> [Prompt]: Every line with the string "instance" must be copied from the entries below.
Records provided Start Marker
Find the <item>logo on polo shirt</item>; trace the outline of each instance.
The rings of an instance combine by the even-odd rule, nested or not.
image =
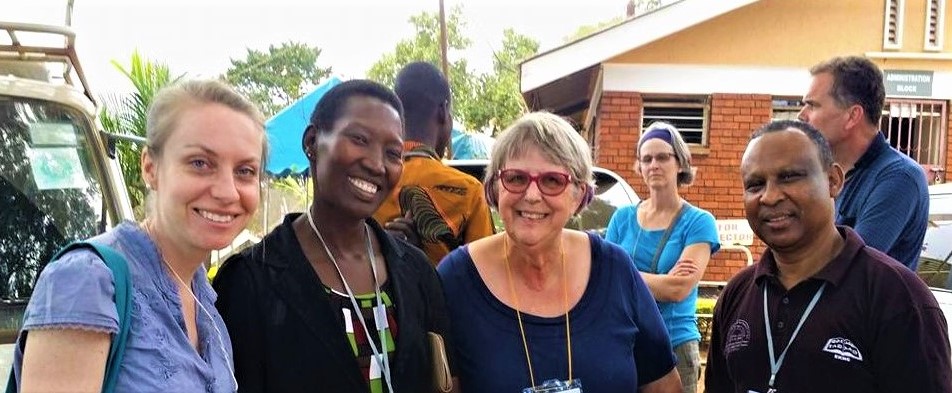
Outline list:
[[[836,360],[842,360],[844,362],[850,362],[852,359],[863,361],[863,354],[860,353],[859,348],[853,345],[852,341],[843,337],[834,337],[826,340],[823,351],[832,353],[833,358]]]
[[[750,325],[743,319],[734,321],[730,330],[727,331],[727,343],[724,344],[724,354],[730,355],[736,351],[747,348],[750,344]]]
Records provided End Marker
> [Completed exercise]:
Find the <item>logo on polo shirt</item>; trace the outline of each instance.
The rings of an instance combine by the even-odd rule, nested or not.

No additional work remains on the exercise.